#### [PROBLEM STATEMENT]
Output the full listing word for word.

[[ AVAILABLE RECORDS, beginning ]]

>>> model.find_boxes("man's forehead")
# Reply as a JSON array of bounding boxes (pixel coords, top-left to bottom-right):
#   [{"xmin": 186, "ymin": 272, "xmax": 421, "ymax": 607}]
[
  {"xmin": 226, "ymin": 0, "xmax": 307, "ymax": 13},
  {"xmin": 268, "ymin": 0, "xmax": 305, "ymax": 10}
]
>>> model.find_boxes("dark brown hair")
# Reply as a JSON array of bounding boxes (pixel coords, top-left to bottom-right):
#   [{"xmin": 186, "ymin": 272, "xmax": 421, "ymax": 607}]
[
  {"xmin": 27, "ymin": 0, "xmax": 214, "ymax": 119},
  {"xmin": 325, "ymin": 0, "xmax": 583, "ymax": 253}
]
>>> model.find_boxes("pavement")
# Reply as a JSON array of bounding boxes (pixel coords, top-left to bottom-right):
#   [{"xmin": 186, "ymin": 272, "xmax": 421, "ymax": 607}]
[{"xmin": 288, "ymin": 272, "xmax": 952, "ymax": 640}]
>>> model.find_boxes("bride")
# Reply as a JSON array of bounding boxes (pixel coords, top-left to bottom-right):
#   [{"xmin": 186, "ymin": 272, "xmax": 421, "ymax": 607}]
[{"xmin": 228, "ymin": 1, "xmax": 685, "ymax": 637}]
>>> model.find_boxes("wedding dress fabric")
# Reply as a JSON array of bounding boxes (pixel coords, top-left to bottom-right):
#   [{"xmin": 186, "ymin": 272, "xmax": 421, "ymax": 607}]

[[ AVAILABLE RECORDS, end ]]

#### [OUTPUT OF THE TASK]
>>> model.find_boxes("man's forehead")
# Reply as a JSON array of bounding boxes (pixel coords, top-left to bottom-right):
#   [{"xmin": 186, "ymin": 272, "xmax": 421, "ymax": 607}]
[
  {"xmin": 226, "ymin": 0, "xmax": 307, "ymax": 13},
  {"xmin": 268, "ymin": 0, "xmax": 305, "ymax": 10}
]
>>> model.find_boxes("dark brown hair")
# Reply as a JSON array of bounding boxes (pixel coords, top-left to bottom-right):
#   [{"xmin": 186, "ymin": 272, "xmax": 421, "ymax": 607}]
[
  {"xmin": 27, "ymin": 0, "xmax": 214, "ymax": 119},
  {"xmin": 325, "ymin": 0, "xmax": 583, "ymax": 253}
]
>>> model.find_boxes("pavement")
# Reply as a JSON array of bounding boxes (pixel coords, top-left to bottom-right):
#   [{"xmin": 186, "ymin": 272, "xmax": 421, "ymax": 607}]
[{"xmin": 288, "ymin": 272, "xmax": 952, "ymax": 640}]
>>> model.find_boxes("bride")
# Reply as a JSON array of bounding boxes (pixel coords, top-left to bottom-right):
#   [{"xmin": 186, "ymin": 272, "xmax": 421, "ymax": 607}]
[{"xmin": 228, "ymin": 1, "xmax": 685, "ymax": 637}]
>>> model.find_boxes("wedding dress fabric")
# Reply as a JSON array of bounding boxes (pixel coords, top-left to bottom-right):
#   [{"xmin": 186, "ymin": 272, "xmax": 421, "ymax": 607}]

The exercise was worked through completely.